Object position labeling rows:
___
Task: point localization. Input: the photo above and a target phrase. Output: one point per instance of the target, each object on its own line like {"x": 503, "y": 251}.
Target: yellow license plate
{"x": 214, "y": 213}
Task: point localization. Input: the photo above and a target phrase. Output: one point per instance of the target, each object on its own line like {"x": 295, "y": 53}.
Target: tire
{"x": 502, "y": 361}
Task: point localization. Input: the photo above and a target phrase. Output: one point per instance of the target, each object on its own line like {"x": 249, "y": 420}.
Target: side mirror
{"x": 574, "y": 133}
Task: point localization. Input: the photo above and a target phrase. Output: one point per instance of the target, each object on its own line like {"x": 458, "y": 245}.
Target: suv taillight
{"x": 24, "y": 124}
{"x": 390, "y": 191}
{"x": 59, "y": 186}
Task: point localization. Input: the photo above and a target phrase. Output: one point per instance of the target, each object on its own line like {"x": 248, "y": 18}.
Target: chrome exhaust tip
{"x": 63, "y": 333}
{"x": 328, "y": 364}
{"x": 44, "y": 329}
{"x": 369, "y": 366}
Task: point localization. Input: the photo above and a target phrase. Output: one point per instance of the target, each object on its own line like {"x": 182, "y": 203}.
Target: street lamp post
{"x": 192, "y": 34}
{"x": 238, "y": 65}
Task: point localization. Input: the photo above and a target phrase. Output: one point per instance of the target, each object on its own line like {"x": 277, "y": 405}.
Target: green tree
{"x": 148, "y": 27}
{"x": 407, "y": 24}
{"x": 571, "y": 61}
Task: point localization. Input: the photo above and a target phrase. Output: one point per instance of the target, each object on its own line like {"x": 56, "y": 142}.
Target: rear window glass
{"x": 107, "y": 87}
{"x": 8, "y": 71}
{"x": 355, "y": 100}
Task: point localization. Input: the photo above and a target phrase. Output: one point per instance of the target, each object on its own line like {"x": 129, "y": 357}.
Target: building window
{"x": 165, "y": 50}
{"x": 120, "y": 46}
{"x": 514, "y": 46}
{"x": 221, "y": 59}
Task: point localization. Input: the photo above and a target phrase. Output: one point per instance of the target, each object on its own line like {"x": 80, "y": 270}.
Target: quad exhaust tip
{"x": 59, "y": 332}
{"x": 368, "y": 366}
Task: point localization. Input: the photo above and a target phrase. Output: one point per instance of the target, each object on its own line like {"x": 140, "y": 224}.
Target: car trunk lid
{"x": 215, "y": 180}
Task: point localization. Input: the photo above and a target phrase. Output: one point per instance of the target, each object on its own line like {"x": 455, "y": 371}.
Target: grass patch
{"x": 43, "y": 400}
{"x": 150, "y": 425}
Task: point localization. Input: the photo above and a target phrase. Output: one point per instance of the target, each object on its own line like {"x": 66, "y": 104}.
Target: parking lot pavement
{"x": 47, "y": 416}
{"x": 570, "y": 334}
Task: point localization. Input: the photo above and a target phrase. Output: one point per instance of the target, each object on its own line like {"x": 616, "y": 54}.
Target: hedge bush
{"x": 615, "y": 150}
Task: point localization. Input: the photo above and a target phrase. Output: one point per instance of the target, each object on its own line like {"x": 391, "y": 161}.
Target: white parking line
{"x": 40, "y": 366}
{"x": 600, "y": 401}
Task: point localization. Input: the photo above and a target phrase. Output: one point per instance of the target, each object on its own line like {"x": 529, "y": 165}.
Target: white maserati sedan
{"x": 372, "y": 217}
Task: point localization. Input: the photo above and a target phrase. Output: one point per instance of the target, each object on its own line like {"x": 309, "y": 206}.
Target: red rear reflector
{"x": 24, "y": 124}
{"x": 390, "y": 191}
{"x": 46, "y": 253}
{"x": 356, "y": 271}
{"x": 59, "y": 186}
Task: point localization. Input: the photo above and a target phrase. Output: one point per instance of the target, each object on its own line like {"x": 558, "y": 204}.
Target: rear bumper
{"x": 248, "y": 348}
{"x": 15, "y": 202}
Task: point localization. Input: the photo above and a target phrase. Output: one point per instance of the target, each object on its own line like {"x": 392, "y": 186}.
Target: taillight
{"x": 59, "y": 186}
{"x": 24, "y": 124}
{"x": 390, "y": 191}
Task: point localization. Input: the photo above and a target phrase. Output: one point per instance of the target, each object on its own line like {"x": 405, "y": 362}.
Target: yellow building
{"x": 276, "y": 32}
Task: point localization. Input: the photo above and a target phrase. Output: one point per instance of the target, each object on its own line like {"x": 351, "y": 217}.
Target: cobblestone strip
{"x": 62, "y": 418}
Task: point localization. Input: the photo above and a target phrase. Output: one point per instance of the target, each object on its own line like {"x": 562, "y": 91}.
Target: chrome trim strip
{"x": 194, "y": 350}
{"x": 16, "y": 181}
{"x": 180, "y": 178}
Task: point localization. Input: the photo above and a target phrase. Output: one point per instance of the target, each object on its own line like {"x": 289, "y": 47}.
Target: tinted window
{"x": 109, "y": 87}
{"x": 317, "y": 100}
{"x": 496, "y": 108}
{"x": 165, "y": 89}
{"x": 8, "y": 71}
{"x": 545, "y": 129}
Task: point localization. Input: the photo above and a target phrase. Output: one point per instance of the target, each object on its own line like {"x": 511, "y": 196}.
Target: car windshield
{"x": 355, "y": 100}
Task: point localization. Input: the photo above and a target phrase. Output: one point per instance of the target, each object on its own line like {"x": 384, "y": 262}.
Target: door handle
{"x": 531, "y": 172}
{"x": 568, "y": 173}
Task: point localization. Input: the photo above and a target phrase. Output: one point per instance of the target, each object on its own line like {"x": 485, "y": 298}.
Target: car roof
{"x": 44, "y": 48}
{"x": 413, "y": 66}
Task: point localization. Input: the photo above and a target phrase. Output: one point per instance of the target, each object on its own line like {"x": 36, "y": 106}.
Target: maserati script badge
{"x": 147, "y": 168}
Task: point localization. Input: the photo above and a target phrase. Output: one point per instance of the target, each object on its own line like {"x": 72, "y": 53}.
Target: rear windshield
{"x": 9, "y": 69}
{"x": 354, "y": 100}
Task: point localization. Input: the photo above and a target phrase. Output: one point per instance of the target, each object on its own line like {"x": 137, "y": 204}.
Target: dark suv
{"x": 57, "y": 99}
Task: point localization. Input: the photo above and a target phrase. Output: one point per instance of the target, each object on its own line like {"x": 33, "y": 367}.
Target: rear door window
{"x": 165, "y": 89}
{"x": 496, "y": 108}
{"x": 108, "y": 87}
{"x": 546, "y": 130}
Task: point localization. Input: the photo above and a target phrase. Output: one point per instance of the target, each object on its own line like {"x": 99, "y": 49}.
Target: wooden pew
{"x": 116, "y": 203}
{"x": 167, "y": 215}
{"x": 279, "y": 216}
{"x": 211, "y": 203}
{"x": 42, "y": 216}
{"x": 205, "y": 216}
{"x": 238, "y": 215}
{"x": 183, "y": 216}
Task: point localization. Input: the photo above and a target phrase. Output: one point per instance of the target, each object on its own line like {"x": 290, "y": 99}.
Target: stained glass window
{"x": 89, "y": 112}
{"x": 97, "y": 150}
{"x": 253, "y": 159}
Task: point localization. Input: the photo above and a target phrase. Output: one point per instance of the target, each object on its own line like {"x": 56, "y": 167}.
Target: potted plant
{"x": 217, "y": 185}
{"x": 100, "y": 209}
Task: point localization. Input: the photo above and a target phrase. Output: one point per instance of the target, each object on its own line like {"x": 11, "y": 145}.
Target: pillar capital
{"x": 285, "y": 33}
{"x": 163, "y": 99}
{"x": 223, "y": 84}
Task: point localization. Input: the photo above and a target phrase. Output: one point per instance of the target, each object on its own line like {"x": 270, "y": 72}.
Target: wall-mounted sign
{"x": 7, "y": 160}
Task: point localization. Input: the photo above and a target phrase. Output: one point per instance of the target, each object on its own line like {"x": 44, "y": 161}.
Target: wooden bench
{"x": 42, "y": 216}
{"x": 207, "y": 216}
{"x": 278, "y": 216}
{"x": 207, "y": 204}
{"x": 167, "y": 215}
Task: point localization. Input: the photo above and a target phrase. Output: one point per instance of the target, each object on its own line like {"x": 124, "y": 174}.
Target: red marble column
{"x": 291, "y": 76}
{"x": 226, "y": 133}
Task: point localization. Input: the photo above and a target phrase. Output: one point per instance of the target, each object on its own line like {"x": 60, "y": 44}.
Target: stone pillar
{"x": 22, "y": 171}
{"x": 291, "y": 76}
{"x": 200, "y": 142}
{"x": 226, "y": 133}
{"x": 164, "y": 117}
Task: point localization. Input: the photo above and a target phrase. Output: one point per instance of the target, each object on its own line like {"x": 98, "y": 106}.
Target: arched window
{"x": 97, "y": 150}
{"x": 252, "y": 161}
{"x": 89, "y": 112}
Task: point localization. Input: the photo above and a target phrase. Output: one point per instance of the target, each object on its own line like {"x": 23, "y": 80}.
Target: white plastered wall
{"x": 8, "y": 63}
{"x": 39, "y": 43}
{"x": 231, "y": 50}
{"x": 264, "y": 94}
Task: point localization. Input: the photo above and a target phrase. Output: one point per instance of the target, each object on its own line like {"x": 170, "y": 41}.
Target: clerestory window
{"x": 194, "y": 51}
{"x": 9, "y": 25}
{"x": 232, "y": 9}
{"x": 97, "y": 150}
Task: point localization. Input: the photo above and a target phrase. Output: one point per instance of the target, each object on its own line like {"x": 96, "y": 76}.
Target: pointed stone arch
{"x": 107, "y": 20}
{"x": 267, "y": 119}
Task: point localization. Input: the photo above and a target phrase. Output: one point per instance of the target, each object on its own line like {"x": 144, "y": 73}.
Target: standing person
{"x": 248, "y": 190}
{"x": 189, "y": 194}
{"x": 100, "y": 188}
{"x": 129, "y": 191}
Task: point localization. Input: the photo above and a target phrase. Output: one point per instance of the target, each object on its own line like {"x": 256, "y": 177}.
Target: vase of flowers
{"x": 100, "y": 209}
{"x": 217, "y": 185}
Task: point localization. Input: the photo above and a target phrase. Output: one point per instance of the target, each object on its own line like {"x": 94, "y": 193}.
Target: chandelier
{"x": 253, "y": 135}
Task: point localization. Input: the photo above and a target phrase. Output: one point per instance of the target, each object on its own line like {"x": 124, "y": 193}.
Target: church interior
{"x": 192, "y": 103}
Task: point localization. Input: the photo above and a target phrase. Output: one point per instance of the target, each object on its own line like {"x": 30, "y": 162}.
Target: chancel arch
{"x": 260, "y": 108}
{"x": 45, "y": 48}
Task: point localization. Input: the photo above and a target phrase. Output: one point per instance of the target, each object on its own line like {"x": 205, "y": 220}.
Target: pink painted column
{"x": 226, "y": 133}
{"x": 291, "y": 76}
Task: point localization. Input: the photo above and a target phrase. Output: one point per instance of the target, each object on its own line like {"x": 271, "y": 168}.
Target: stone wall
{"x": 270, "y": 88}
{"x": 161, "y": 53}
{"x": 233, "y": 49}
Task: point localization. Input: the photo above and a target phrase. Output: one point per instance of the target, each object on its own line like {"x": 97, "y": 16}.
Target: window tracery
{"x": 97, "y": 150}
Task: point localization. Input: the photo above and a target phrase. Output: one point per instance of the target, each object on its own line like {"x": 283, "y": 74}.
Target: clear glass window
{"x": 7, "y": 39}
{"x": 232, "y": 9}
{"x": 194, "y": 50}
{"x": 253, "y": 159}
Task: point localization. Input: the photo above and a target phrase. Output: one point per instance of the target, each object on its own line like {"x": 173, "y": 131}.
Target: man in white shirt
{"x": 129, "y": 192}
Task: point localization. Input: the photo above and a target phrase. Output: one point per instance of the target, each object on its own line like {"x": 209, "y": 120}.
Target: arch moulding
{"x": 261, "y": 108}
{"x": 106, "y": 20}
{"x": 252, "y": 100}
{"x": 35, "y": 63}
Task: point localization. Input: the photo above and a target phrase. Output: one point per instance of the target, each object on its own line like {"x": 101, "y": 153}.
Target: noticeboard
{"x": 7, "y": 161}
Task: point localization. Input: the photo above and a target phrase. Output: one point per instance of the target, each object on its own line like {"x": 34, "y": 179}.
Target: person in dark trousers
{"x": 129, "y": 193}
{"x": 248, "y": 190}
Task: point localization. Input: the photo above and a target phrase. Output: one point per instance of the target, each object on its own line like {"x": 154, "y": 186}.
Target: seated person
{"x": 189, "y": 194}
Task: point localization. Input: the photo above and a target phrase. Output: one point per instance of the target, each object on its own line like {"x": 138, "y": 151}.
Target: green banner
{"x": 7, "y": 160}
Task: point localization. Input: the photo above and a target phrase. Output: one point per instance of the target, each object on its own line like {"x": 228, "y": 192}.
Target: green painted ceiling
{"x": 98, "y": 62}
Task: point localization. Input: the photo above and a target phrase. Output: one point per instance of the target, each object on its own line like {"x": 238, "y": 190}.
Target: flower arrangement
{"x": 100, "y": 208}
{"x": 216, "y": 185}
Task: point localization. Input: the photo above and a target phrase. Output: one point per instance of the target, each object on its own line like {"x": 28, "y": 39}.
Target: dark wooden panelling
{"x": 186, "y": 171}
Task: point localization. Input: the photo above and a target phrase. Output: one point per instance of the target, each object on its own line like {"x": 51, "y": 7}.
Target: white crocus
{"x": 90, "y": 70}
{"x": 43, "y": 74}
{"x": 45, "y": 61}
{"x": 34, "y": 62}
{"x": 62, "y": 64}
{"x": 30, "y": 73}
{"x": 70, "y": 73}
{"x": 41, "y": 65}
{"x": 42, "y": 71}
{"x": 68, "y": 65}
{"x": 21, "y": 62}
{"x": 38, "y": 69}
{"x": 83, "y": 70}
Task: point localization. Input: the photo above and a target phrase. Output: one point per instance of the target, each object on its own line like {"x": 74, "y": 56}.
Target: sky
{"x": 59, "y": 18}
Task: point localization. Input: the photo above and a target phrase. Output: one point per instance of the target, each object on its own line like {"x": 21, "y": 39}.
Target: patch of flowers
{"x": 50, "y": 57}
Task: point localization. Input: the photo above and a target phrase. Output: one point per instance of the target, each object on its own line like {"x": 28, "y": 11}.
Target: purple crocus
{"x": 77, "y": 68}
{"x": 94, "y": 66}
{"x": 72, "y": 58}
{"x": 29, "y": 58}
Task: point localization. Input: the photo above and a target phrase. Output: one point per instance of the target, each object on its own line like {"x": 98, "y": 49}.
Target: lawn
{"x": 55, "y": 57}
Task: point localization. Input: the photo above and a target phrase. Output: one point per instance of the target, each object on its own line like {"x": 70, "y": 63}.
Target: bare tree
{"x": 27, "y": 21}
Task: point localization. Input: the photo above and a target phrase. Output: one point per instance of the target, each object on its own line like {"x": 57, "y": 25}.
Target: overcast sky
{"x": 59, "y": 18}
___
List every line in the rows above that contains the word "crocus", copying each line in full.

▶ _Right answer_:
Target: white crocus
Target: purple crocus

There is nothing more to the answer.